** Aim of the task **
Reproduce, word for word, everything in the passage on the BHC apprentices from "Alan remembers that" down to "Army Air Corps.".

** Given passage **
■ ■ ■ ■ ■ ■ ■
Alan Hunter contacted me last year and told me about the apprentices from BHC (British Hovercraft Corporation) back in the 60’s being some of the first guys to start surfing. Earlier this week I met up with Alan and he told me a few stories from those times.
British Hovercraft Corporation (B.H.C.) had an apprentiuce hostel and training centre located in the old Naval Hospital in Whippingham on top of the hill in East Cowes and near to Osborne House. There were dormitories, workshops and a drawing school in the old wards which was a row of long buildings connected by a covered walkway. The dormitories were probably a bit like old being in a boarding scholl with rows of beds along the sides and lockers in the middle. Each dormintory could hold about 30 apprentices.
This is where Alan Hunter, Geoff ‘Ned’ Gardner, Derek ‘Cosmic Leashes’ Thompson, Tad Ciastula, Dougie Clark and Bob Booth started their working lives as Apprentice Engineers. The other apprentices were either from the mainland or came from parts of the Island where there was no sufficient public transport to be able to get them to work on time so they stayed at the hostel. The apprentices were a mixed bunch with Islanders, ex public school boys and lads from the ‘Metal Box Company’ in Croydon, London and the ‘Metal Box Company, Carlisle, Scotland who did their first years apprenticeship at the Training Centre on the island.
It was a melting pot of different people, many of whom went onto great things. All around the hostel were the old Saunders Roe Test Centre, with test tanks, windtunnels and various works. At the back of the dormitories was a big tin shed which would always be a hive of activity. The apprentices would spend their free time working on there own personal projects from bikes, motorbikes, scooters, cars, fly by wire model aeroplanes and shaping surfboards. This tin shed was just as essential to their learning as the Training Centre was.
Alan remembers that Tad came from Winchester School and that Tad’s father was a designer on the Saunders-Roe Skeeter, a two-seat training and scout helicopter. The Skeeter has the distinction of being the first helicopter to be used by the British Army Air Corps.
The apprentices were paid very little and out of their wages was taken rent/keep for staying at the hostel too. So on a friday morning they would trek over to Cowes to sign on as the government would subsidise apprentices wages. Some of the apprentices were lucky enough to some cash work on a saturday morning reapiring hovercraft skirts for the Seaspeed Hovercrafts. Alan remembers being told of a story of when Tad was winching up a hovercraft to get at the skirts to repair them when the winch malfunctioned and tipped the hovercraft on end. Alan said if it had gone completely over the hovercraft would have been completely written off.
■ ■ ■ ■ ■ ■ ■
[Natural language region descriptions]
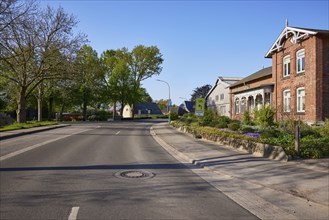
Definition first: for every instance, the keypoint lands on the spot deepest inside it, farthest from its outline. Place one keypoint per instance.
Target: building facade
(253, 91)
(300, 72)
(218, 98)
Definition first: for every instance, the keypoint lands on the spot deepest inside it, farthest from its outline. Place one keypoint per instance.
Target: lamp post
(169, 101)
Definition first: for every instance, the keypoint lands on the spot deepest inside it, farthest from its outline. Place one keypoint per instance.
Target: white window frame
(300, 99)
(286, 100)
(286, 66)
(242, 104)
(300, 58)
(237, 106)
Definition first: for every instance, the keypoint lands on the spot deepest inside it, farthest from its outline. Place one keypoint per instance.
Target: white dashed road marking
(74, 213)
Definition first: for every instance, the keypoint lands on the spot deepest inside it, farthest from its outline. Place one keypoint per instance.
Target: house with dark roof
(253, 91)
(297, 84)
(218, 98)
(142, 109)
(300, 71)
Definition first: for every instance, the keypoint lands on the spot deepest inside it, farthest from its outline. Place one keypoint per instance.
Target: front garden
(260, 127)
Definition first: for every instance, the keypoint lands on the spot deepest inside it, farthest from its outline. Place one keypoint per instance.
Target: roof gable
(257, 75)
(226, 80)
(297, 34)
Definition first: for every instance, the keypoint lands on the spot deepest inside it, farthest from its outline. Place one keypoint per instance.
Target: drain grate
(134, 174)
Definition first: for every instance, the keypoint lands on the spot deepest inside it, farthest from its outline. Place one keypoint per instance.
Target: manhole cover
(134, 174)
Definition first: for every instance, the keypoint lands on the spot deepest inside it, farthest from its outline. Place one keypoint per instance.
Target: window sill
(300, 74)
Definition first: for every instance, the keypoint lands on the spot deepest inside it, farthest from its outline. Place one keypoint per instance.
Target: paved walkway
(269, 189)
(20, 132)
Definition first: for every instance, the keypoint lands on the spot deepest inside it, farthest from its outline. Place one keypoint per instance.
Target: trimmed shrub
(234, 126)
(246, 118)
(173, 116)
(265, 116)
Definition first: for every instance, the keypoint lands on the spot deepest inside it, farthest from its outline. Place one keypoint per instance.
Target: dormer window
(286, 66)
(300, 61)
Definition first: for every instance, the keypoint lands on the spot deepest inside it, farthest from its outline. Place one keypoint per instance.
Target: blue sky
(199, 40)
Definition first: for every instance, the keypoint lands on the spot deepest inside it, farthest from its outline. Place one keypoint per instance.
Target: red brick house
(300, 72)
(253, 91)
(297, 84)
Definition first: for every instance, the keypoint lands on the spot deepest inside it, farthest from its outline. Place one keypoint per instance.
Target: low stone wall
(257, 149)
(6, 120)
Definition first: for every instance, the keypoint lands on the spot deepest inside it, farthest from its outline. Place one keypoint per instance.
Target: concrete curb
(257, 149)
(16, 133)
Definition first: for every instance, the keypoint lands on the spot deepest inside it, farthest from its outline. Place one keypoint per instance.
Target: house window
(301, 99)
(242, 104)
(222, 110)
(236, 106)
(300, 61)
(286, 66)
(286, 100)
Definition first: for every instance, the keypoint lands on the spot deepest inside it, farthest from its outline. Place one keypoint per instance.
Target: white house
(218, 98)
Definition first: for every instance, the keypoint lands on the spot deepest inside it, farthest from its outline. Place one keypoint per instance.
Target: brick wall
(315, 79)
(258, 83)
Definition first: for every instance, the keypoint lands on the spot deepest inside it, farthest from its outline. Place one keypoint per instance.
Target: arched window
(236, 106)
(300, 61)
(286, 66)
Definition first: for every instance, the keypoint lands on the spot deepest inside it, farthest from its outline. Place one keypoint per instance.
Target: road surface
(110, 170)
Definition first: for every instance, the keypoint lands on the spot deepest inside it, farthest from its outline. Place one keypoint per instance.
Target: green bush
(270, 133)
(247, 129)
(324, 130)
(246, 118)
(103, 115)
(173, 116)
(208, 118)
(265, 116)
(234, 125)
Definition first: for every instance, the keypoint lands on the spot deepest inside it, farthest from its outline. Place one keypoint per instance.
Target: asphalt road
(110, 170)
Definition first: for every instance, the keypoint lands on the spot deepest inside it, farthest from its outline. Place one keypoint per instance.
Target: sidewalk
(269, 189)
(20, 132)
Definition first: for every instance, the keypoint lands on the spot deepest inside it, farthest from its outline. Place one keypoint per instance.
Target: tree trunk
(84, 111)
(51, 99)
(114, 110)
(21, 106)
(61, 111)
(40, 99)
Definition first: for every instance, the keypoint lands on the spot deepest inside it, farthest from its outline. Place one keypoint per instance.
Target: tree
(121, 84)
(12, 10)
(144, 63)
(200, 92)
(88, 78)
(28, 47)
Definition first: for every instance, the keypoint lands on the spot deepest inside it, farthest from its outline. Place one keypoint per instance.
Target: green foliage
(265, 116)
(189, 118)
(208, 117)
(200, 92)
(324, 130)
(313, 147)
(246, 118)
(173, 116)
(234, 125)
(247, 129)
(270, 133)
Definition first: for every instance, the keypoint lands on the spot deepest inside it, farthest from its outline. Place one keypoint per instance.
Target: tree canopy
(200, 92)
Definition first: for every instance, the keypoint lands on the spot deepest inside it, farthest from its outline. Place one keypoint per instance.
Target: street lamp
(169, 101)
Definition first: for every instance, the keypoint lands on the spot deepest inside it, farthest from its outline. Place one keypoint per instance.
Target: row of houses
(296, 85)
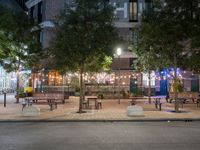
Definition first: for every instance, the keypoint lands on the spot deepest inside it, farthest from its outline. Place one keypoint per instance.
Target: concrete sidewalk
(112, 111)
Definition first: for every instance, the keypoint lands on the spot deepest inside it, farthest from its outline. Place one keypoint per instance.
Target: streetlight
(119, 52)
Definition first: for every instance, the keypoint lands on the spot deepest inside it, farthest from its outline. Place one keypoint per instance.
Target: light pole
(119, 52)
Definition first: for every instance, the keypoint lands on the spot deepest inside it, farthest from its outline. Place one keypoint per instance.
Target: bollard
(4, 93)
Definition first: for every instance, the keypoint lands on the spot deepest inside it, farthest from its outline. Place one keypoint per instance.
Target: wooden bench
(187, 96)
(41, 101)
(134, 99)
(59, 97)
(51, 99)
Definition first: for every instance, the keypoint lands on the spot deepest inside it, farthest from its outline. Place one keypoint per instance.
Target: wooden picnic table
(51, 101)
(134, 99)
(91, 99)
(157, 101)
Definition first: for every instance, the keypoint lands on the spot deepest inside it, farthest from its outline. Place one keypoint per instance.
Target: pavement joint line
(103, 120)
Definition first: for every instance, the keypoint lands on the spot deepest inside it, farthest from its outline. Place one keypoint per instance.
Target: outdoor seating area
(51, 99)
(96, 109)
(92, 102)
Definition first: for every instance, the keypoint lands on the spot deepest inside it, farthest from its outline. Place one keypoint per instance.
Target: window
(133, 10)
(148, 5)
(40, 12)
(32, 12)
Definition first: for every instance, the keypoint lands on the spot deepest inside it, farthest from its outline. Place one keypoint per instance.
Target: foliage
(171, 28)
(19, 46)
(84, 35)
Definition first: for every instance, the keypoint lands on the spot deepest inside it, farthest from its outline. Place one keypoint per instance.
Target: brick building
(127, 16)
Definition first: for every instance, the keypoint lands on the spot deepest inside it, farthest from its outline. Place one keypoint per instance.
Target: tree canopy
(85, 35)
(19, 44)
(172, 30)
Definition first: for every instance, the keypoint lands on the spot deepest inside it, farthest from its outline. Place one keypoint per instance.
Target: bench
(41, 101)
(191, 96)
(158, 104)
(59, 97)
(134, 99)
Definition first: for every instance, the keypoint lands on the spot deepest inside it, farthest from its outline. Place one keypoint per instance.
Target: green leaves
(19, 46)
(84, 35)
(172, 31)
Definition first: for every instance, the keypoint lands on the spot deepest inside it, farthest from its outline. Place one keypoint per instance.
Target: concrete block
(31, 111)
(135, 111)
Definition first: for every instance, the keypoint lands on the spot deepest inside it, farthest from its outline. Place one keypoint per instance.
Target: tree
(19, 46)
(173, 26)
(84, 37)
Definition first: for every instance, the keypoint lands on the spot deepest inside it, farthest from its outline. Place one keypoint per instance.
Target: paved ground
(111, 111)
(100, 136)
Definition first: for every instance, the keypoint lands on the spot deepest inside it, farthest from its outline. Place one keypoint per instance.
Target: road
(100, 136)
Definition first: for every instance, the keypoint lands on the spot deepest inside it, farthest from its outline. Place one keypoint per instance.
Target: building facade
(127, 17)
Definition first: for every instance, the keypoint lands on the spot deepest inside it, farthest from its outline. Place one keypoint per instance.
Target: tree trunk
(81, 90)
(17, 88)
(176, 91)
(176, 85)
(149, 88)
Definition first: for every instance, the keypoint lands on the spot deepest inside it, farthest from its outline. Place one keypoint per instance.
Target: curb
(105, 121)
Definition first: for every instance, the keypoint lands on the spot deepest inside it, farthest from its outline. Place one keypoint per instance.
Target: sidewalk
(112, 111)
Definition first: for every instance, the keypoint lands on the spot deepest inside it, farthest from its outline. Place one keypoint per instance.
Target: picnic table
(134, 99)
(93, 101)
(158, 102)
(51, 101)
■ ■ ■ ■ ■ ■ ■
** Worked solution **
Alan remembers that Tad came from Winchester School and that Tad’s father was a designer on the Saunders-Roe Skeeter, a two-seat training and scout helicopter. The Skeeter has the distinction of being the first helicopter to be used by the British Army Air Corps.